(Dataset records)
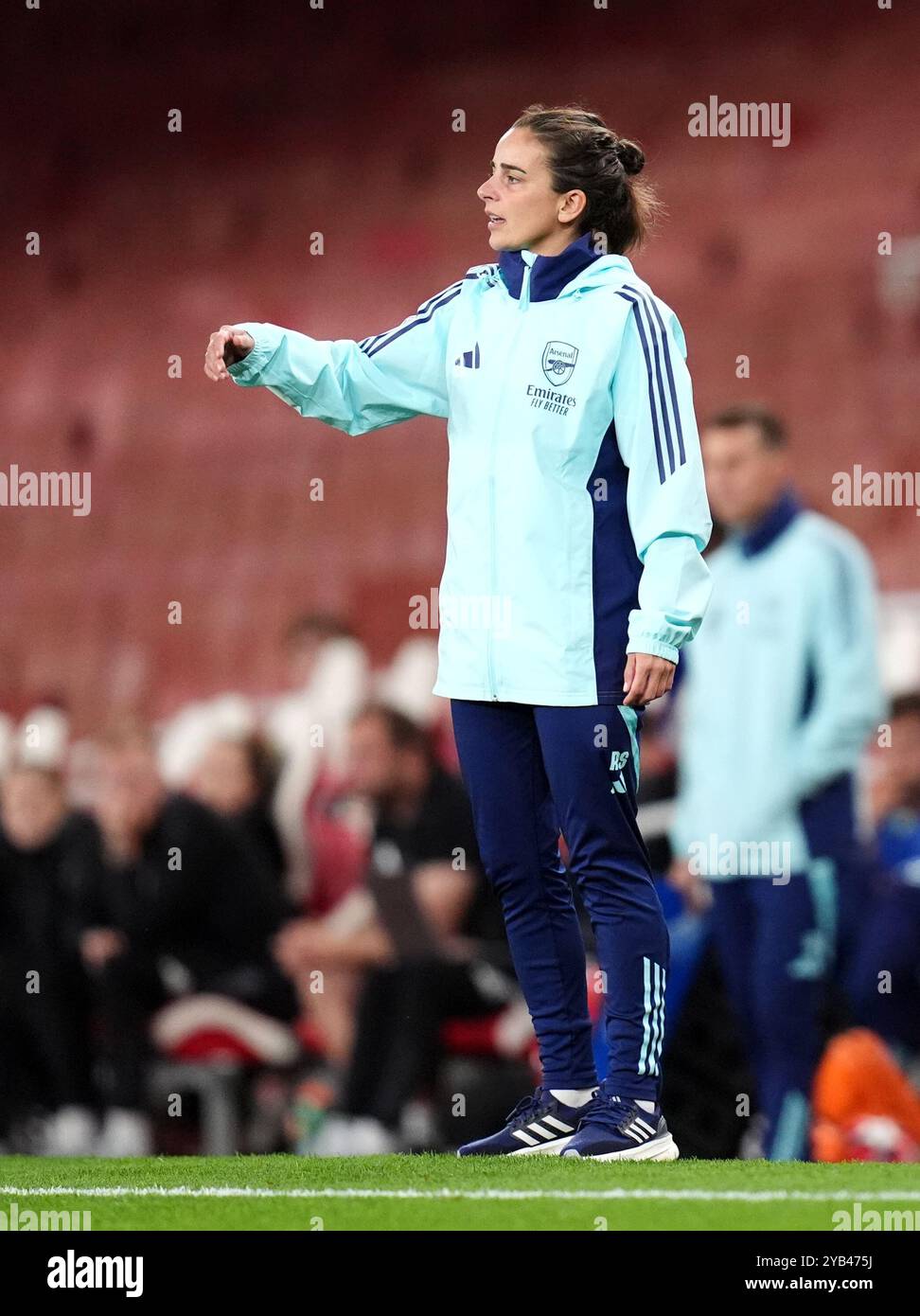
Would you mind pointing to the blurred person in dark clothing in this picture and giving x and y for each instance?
(175, 904)
(423, 829)
(236, 778)
(44, 1042)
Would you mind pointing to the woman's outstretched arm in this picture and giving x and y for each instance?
(353, 385)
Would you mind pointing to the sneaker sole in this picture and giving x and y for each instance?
(663, 1149)
(555, 1147)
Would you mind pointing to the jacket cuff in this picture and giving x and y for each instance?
(657, 648)
(248, 370)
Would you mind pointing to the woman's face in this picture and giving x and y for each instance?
(526, 212)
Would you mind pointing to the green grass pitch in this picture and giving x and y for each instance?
(432, 1193)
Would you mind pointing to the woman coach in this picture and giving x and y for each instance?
(576, 505)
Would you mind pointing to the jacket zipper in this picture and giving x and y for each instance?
(522, 303)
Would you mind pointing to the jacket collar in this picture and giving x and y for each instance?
(549, 274)
(765, 530)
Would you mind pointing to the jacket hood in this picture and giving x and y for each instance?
(578, 267)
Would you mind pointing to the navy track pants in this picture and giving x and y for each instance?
(533, 772)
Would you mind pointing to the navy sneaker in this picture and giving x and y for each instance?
(539, 1126)
(615, 1129)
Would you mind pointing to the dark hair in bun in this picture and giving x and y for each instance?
(583, 152)
(630, 155)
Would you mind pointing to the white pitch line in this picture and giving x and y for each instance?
(471, 1194)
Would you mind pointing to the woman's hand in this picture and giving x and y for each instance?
(646, 678)
(225, 347)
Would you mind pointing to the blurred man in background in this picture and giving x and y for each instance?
(425, 935)
(175, 904)
(44, 1042)
(779, 699)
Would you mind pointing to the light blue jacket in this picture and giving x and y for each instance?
(576, 508)
(778, 701)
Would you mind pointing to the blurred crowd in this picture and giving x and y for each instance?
(289, 888)
(289, 883)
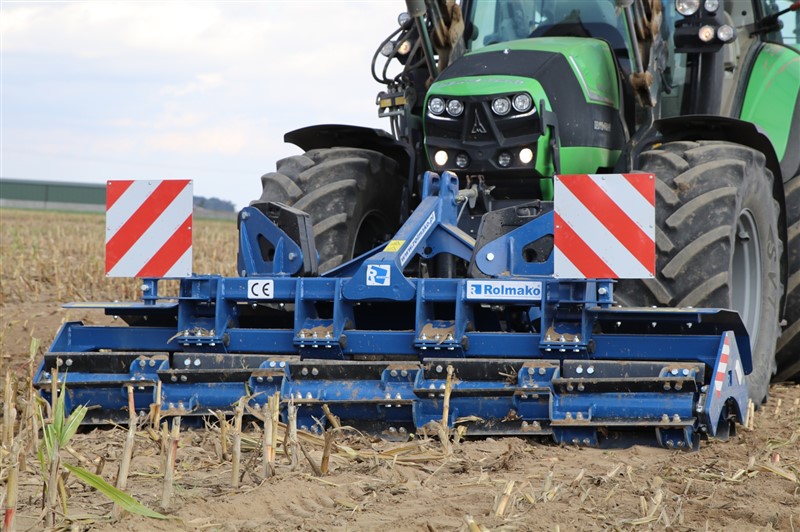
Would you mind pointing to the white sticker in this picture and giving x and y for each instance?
(505, 290)
(379, 275)
(406, 255)
(260, 289)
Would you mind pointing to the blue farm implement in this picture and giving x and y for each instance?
(528, 352)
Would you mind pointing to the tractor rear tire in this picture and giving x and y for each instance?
(352, 195)
(789, 342)
(717, 242)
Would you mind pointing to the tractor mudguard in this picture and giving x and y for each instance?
(340, 135)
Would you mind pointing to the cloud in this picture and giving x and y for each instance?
(206, 90)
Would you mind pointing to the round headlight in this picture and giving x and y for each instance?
(687, 7)
(706, 33)
(436, 105)
(501, 106)
(522, 103)
(725, 33)
(504, 159)
(455, 107)
(387, 49)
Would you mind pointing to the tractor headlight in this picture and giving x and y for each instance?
(725, 33)
(436, 106)
(501, 106)
(706, 33)
(522, 102)
(687, 7)
(455, 107)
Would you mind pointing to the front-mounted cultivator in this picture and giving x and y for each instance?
(528, 352)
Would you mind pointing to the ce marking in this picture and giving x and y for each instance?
(260, 289)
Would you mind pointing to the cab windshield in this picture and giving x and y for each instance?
(507, 20)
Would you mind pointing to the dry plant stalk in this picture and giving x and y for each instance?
(223, 434)
(291, 428)
(172, 454)
(237, 443)
(9, 413)
(127, 450)
(155, 409)
(271, 412)
(326, 452)
(12, 486)
(502, 503)
(444, 432)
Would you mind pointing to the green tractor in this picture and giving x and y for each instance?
(509, 93)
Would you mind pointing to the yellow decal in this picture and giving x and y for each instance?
(394, 246)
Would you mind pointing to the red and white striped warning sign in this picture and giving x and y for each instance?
(719, 378)
(149, 228)
(605, 226)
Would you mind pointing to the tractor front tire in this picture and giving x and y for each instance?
(352, 195)
(717, 242)
(789, 342)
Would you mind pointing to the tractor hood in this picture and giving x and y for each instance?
(573, 84)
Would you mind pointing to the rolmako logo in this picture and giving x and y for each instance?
(505, 290)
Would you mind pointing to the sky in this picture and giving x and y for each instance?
(99, 90)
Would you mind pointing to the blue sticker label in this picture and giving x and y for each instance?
(505, 290)
(379, 275)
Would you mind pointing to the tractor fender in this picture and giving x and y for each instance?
(340, 135)
(710, 127)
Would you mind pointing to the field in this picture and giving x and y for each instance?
(751, 482)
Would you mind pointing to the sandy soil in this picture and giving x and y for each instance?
(751, 482)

Problem details
Without the images, output all the entries exactly as they stand.

Worked solution
Would you mind pointing to the blurred person in dark clothing in this picture and giving x and y for each instance?
(175, 904)
(423, 829)
(236, 778)
(44, 1042)
Would you mind pointing to the woman's outstretched arm in this picture and giving x and y for each instance?
(353, 385)
Would you mind pointing to the sneaker sole in this picture and giving x and y for each instance?
(663, 1149)
(555, 1147)
Would you mind pointing to the jacket cuff in this picture and giving x and y for each instance?
(657, 648)
(248, 370)
Would you mind pointing to the woman's face in this picture and giving x and y for each instance?
(526, 212)
Would you mind pointing to the green grass pitch in this picture and giving x and y for each instance?
(432, 1193)
Would you mind pointing to the woman coach in this picture and giving x and y for each instance?
(576, 505)
Would you mind pointing to the jacket zipper in this picture and giving x and y for each instance?
(522, 303)
Would you mind pointing to the jacket collar in this picture and giving x and y for each instance?
(549, 274)
(765, 530)
Would you mind pointing to the jacket hood in this picture and giving x and y for each instance?
(578, 267)
Would you mind pointing to the navy track pants in this picture and giving x and y for each instance?
(533, 772)
Would you mind pointing to the navy sneaker in this picture and giving x and y for each instance?
(539, 1126)
(615, 1129)
Would you mind pointing to the dark hair in bun in this picture and giving x and y for each instance?
(583, 152)
(630, 155)
Would you mind pointing to the white pitch line in this picture and giving x and y for each instance?
(471, 1194)
Would you mind pointing to the woman's hand in this picture and giving x and y for each instance?
(646, 678)
(225, 347)
Would you mind pointing to the blurred man in background in this picture and giving x and y for each instance?
(425, 935)
(175, 904)
(44, 1042)
(779, 699)
Would you mind pointing to the light blue jacket in this picture and giving x and y for each instance?
(576, 508)
(778, 701)
Would you mind pointing to the blurred crowd in this picture and giving x and y for each instance?
(289, 888)
(289, 883)
Would you mind pointing to the white sticker in this picture and giving x and y for each instance?
(505, 290)
(379, 275)
(406, 255)
(260, 289)
Would you mind pointing to the blue farm implement in this picture and giving x and y for each instance?
(528, 352)
Would you mind pointing to the tractor rear tire in this picture and giving x and y for each instance?
(352, 195)
(789, 342)
(717, 242)
Would you mind pointing to the tractor mudguard in this picture and giving x and y for each instance?
(340, 135)
Would you mind pointing to the cloud in this picture and giving x and y for each instance?
(206, 90)
Would you mind pointing to the round headlight in this picture and giving x and y for each instance?
(687, 7)
(706, 33)
(436, 105)
(501, 106)
(522, 103)
(725, 33)
(504, 159)
(455, 107)
(387, 49)
Would you mind pointing to the tractor headlight in this picture and giving x and y for each instance?
(725, 33)
(436, 106)
(501, 106)
(706, 33)
(522, 102)
(687, 7)
(455, 107)
Would you mind pointing to the front-mounted cultivator in this picture and giving x and y for each instance?
(528, 352)
Would you mind pointing to the ce marking in this picture and giving x and y for each instance?
(260, 289)
Would you mind pointing to the cab windshield in this picture and giving x and y for each instance?
(507, 20)
Would you mind pointing to the dry plant stalk in this picture and giving x and y for each instance?
(223, 434)
(291, 428)
(172, 454)
(237, 443)
(9, 413)
(127, 450)
(155, 409)
(271, 412)
(326, 452)
(12, 486)
(502, 503)
(444, 432)
Would you mind pointing to the green tractor in this picture and giving x and y for each instance?
(509, 93)
Would you mind pointing to the yellow decal in this picture and giving x and y for each instance?
(394, 246)
Would you mind pointing to the red and white striped warning sign in this picture and giving x and y for each instance?
(719, 378)
(149, 228)
(605, 226)
Would you mind pointing to the tractor front tire in this picture and giving x and y for each instance?
(352, 195)
(717, 242)
(789, 342)
Would you mind pointing to the tractor hood in this picture and giving x and y for each instance?
(573, 84)
Would you mind pointing to the rolmako logo in this picture and giving x and y for each instance?
(505, 290)
Would you mind pointing to the sky in this picture and giving x and y for each instance?
(99, 90)
Would you mind pointing to the blue sticker label in this picture and giving x and y for each instance?
(505, 290)
(379, 275)
Would you mind pointing to the tractor fender in this picture and giving x and y for each instance?
(340, 135)
(710, 127)
Would you mind pointing to the field in this picture and giving x and y for each instance?
(751, 482)
Would you mind pointing to the sandy soil in this picture and giving x and y for each instance?
(751, 482)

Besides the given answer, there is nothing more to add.